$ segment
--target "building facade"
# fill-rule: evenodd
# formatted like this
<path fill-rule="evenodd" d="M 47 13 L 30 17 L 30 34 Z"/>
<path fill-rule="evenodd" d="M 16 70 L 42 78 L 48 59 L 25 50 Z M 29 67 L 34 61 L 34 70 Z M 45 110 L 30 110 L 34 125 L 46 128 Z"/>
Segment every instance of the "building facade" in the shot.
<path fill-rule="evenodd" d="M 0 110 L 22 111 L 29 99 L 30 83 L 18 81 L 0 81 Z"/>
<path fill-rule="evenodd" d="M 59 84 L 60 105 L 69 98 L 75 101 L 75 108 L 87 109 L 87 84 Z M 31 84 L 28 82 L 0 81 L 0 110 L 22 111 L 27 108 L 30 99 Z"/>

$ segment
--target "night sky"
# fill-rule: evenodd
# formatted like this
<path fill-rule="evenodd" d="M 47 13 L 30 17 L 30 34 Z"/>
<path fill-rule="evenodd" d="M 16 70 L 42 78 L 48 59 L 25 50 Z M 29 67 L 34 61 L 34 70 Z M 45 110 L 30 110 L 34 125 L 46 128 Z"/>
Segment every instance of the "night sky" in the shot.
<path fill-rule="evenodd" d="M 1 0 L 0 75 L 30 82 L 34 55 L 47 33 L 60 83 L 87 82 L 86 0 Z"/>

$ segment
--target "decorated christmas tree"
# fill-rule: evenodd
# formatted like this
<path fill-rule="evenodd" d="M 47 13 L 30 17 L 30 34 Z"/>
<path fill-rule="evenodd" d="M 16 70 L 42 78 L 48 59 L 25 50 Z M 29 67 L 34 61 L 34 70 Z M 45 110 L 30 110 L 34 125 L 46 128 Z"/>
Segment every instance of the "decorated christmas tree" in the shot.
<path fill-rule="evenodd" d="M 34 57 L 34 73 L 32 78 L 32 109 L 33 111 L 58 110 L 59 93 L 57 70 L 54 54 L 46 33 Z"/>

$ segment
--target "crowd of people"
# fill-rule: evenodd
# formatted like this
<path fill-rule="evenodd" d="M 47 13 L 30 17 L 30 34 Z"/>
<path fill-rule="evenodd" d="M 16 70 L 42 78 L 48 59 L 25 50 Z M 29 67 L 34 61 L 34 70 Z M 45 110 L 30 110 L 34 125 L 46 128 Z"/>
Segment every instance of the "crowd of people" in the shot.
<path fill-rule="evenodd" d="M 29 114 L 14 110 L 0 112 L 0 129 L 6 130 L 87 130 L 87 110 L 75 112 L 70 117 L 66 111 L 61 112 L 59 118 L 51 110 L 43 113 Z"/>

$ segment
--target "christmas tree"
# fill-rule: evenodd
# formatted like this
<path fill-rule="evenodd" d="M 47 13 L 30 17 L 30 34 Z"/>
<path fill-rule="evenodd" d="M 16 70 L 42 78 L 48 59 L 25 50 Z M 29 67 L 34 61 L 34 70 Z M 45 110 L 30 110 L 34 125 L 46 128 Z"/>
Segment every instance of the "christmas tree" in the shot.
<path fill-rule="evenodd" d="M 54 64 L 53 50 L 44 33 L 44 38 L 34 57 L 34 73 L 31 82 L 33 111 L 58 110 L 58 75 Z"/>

───

Rewrite all of the material above, changing every "every instance" to "each instance" and leaving everything else as it is.

Solution to the problem
$ segment
--target "building facade"
# fill-rule: evenodd
# formatted like this
<path fill-rule="evenodd" d="M 47 13 L 30 17 L 30 34 Z"/>
<path fill-rule="evenodd" d="M 16 70 L 42 78 L 48 59 L 25 50 Z M 29 67 L 34 61 L 34 70 Z M 45 110 L 30 110 L 34 125 L 46 128 Z"/>
Segment each instance of the "building facade" in the shot.
<path fill-rule="evenodd" d="M 0 110 L 22 111 L 29 99 L 30 83 L 18 81 L 0 81 Z"/>
<path fill-rule="evenodd" d="M 59 84 L 60 105 L 69 98 L 75 101 L 75 108 L 87 109 L 87 84 Z M 31 84 L 28 82 L 0 81 L 0 110 L 22 111 L 27 108 L 30 99 Z"/>

$ segment
--target "night sky"
# fill-rule: evenodd
# formatted like this
<path fill-rule="evenodd" d="M 47 13 L 30 17 L 30 34 Z"/>
<path fill-rule="evenodd" d="M 16 70 L 42 78 L 48 59 L 25 50 Z M 29 67 L 34 61 L 34 70 Z M 45 110 L 30 110 L 34 125 L 46 128 Z"/>
Segment each instance of the "night sky" in the shot.
<path fill-rule="evenodd" d="M 1 0 L 0 75 L 30 82 L 34 55 L 47 33 L 60 83 L 87 82 L 86 0 Z"/>

$ segment
--target "decorated christmas tree"
# fill-rule: evenodd
# formatted like this
<path fill-rule="evenodd" d="M 47 13 L 30 17 L 30 34 Z"/>
<path fill-rule="evenodd" d="M 16 70 L 42 78 L 48 59 L 25 50 Z M 29 67 L 34 61 L 34 70 Z M 45 110 L 30 110 L 34 125 L 46 128 Z"/>
Segment each instance of the "decorated christmas tree" in the shot.
<path fill-rule="evenodd" d="M 34 57 L 34 73 L 32 78 L 32 109 L 33 111 L 58 110 L 59 93 L 57 70 L 54 54 L 46 33 Z"/>

$ segment
--target "crowd of people"
# fill-rule: evenodd
# formatted like this
<path fill-rule="evenodd" d="M 47 13 L 30 17 L 30 34 Z"/>
<path fill-rule="evenodd" d="M 16 70 L 42 78 L 48 59 L 25 50 Z M 29 67 L 34 61 L 34 70 Z M 45 110 L 30 110 L 34 125 L 46 128 Z"/>
Segment each instance of the "crowd of people" in the shot.
<path fill-rule="evenodd" d="M 29 114 L 14 110 L 0 112 L 0 129 L 6 130 L 87 130 L 87 110 L 75 112 L 70 117 L 66 111 L 61 112 L 59 118 L 51 110 L 43 113 Z"/>

$ segment
--target "christmas tree"
# fill-rule: evenodd
# formatted like this
<path fill-rule="evenodd" d="M 47 13 L 30 17 L 30 34 Z"/>
<path fill-rule="evenodd" d="M 16 70 L 42 78 L 48 59 L 25 50 Z M 29 67 L 34 61 L 34 70 Z M 45 110 L 30 110 L 34 125 L 46 128 Z"/>
Segment each instance of the "christmas tree" in the shot.
<path fill-rule="evenodd" d="M 54 64 L 53 50 L 44 33 L 44 38 L 34 57 L 34 73 L 31 82 L 33 111 L 58 110 L 58 75 Z"/>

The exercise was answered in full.